• Задания
1 - Изложите в виде краткого списка абзац отрывка о студентах университета, который начинается словами «Студент обязан был носить». Сохраните его основные факты.
2 - Какие услуги, согласно отрывку о студентах университета, быстро развивались в Москве благодаря студентам?

══ Отрывок из текста

Студент обязан был носить специальный мундир. Получая казенное содержание, он жил в главном здании университета, где все вроде бы способствовало
тому, чтобы он не отвлекался от учебных занятий и придерживался хорошего поведения. Возникла культура книжного чтения, поиска библиографических новинок на книжных развалах, постановок спектаклей в университетских кружках. Впрочем, студенты университета стояли у истоков и более «легких» форм развлечений: формировали «культуру» кофейных диалогов и игры в карты, участвовали в праздничных гуляниях в подмосковных парках, посещали на святках театр. Благодаря студентам в Москве быстро развивались репетиторские услуги. Выпускники университета, в большинстве своем предпочитавшие государственную службу, одновременно встали у истоков свободных профессий и русской интеллигенции.

════
══ Показанный материал

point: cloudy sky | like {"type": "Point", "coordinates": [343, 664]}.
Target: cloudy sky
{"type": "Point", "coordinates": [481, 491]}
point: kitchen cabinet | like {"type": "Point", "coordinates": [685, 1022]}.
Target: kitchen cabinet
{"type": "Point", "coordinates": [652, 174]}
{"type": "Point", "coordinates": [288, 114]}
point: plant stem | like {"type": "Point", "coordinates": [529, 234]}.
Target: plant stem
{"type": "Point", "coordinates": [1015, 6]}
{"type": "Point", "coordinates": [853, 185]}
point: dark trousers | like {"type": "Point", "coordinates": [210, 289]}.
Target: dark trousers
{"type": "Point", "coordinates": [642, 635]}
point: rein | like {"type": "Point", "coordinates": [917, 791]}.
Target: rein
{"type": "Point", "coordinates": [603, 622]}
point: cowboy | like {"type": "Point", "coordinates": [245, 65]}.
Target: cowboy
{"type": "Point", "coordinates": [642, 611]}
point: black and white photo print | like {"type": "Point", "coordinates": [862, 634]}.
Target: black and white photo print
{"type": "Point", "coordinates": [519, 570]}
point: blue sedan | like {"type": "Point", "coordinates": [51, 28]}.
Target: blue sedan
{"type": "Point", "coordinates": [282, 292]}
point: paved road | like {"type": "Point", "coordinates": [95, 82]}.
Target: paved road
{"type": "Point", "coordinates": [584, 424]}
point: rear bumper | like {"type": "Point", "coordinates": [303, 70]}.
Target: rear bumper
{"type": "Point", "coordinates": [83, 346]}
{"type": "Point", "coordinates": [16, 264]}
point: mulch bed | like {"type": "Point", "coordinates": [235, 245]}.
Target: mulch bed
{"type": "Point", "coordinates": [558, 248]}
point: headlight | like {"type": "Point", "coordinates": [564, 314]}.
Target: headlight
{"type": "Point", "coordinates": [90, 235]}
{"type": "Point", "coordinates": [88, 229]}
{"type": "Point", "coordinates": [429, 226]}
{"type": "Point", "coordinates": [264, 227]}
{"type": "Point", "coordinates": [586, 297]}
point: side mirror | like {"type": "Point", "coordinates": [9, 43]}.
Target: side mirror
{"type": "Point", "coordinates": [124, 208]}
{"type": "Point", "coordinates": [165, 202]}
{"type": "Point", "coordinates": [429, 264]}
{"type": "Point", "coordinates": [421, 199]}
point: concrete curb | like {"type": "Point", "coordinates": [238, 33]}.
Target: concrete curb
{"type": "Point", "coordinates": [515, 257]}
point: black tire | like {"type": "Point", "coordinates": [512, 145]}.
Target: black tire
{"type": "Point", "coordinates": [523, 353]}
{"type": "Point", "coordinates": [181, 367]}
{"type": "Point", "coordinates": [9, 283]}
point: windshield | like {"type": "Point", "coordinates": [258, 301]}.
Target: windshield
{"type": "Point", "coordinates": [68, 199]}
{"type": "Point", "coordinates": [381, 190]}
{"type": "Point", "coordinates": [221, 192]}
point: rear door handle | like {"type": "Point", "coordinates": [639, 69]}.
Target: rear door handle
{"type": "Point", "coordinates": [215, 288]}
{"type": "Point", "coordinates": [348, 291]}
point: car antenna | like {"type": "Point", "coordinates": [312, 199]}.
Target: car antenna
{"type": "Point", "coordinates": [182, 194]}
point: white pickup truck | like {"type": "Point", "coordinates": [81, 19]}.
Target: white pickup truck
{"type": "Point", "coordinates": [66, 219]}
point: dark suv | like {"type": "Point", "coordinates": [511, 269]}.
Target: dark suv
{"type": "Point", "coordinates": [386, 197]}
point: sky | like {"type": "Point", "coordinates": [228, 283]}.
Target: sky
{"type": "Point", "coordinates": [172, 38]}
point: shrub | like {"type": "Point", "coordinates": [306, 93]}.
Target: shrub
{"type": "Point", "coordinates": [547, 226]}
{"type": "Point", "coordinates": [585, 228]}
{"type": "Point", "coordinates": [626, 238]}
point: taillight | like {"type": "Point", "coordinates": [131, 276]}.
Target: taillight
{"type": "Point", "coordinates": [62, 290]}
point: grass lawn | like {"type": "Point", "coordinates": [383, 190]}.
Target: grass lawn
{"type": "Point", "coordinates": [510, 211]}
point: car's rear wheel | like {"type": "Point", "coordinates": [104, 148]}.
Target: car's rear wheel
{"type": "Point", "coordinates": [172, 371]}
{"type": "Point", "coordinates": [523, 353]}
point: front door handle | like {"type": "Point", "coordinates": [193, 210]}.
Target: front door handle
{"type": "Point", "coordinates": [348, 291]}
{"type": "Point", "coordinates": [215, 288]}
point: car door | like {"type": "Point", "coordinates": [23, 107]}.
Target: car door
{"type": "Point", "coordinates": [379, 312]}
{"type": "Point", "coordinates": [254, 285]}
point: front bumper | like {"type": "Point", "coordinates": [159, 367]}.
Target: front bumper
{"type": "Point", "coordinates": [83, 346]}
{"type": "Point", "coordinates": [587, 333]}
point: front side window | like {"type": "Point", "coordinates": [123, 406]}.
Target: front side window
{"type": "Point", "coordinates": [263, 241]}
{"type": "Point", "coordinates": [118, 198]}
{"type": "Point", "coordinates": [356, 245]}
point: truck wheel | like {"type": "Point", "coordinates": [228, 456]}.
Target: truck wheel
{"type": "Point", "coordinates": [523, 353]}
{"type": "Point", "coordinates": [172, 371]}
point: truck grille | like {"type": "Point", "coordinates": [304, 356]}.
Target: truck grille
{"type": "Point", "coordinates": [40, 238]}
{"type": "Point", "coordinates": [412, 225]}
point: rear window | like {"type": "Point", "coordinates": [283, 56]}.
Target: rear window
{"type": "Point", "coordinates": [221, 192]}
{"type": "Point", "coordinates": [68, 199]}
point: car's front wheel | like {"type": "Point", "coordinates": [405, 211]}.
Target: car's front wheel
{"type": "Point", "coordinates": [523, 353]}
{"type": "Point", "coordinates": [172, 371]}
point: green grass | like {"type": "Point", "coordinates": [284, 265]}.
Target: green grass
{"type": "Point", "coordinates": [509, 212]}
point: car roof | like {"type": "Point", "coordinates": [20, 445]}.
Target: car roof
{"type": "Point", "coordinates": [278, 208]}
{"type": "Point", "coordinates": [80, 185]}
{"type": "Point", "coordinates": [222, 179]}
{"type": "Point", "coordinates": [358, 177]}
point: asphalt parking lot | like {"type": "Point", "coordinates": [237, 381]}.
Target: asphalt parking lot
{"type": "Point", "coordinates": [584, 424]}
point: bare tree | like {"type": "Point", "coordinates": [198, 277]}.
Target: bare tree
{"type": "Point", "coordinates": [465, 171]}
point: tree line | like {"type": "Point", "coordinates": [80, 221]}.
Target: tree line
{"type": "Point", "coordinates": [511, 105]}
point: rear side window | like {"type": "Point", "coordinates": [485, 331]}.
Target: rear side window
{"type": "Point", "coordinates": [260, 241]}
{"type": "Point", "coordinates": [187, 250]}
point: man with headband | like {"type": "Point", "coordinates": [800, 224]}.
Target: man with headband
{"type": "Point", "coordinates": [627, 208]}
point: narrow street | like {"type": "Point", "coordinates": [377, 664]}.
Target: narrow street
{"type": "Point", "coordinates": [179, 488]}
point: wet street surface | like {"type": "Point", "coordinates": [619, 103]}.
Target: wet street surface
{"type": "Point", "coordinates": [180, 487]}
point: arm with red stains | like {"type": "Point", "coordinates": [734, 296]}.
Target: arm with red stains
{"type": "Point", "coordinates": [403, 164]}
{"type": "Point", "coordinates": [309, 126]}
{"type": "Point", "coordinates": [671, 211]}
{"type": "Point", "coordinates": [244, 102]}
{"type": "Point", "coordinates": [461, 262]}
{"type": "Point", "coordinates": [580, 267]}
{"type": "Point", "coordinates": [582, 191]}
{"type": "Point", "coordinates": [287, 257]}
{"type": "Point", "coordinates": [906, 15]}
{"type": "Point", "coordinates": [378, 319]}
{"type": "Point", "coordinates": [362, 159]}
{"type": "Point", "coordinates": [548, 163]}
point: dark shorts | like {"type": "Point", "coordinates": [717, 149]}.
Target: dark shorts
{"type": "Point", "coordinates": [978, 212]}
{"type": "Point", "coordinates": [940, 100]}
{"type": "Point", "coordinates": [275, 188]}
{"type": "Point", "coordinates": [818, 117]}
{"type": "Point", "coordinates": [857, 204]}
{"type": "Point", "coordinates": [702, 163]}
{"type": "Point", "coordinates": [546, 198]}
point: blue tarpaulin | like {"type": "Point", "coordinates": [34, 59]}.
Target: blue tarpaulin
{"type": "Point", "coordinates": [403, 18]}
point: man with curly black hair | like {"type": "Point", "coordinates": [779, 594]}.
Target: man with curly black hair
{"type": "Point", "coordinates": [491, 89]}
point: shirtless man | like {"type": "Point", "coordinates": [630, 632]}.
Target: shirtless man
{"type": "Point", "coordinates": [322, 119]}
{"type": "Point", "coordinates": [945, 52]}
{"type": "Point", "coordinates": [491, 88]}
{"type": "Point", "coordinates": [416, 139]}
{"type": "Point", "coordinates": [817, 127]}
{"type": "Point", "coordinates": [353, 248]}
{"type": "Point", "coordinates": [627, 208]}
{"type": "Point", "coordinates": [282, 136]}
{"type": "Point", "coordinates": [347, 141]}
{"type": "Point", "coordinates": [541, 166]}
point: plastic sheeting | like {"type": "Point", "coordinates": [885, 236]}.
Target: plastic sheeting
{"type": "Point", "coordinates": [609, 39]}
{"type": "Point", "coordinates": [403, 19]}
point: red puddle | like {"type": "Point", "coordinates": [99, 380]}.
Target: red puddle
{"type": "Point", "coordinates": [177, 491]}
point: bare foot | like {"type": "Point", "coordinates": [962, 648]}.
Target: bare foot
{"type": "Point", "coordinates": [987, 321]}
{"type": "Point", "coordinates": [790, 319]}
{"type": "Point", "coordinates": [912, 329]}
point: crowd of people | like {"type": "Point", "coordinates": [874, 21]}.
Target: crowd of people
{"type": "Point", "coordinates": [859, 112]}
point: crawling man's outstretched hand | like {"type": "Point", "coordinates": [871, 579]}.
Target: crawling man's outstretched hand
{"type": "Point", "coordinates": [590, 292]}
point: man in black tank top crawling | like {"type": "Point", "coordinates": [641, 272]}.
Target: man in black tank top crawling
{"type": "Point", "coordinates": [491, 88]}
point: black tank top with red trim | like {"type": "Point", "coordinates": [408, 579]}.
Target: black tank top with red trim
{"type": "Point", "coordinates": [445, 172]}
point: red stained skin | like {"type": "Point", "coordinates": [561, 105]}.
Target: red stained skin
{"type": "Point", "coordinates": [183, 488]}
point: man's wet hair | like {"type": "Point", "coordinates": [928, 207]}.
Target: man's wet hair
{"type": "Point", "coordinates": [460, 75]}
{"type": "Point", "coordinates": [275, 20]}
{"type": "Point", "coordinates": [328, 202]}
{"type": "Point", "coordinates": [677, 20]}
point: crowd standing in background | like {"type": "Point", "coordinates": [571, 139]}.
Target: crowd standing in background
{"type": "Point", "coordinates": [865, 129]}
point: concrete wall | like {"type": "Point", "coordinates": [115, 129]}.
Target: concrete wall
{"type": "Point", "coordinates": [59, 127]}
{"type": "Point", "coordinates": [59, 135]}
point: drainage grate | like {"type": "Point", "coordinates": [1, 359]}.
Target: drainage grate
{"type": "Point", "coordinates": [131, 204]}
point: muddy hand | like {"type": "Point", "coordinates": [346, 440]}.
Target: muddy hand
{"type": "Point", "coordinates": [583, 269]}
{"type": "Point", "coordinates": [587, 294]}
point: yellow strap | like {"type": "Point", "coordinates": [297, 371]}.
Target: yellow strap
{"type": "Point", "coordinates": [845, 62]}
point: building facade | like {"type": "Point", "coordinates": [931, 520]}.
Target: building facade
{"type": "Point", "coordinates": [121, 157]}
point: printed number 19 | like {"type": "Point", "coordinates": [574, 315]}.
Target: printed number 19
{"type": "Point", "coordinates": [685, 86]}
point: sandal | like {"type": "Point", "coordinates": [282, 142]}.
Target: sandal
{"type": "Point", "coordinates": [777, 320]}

════

• Ответы по порядку
1 -
- Студент носил специальный мундир, получал казенное содержание и жил в главном здании университета. Там все располагало к учебе и хорошему поведению.
- Возникла культура книжного чтения, поиска библиографических новинок на книжных развалах и постановок спектаклей в университетских кружках.
- Студенты стояли и у истоков более «легких» развлечений: кофейных диалогов, игры в карты, праздничных гуляний в подмосковных парках, посещения театра на святках.
- Благодаря студентам в Москве быстро развивались репетиторские услуги.
- Выпускники в большинстве своем выбирали государственную службу, но одновременно встали у истоков свободных профессий и русской интеллигенции.

2 - Репетиторские услуги.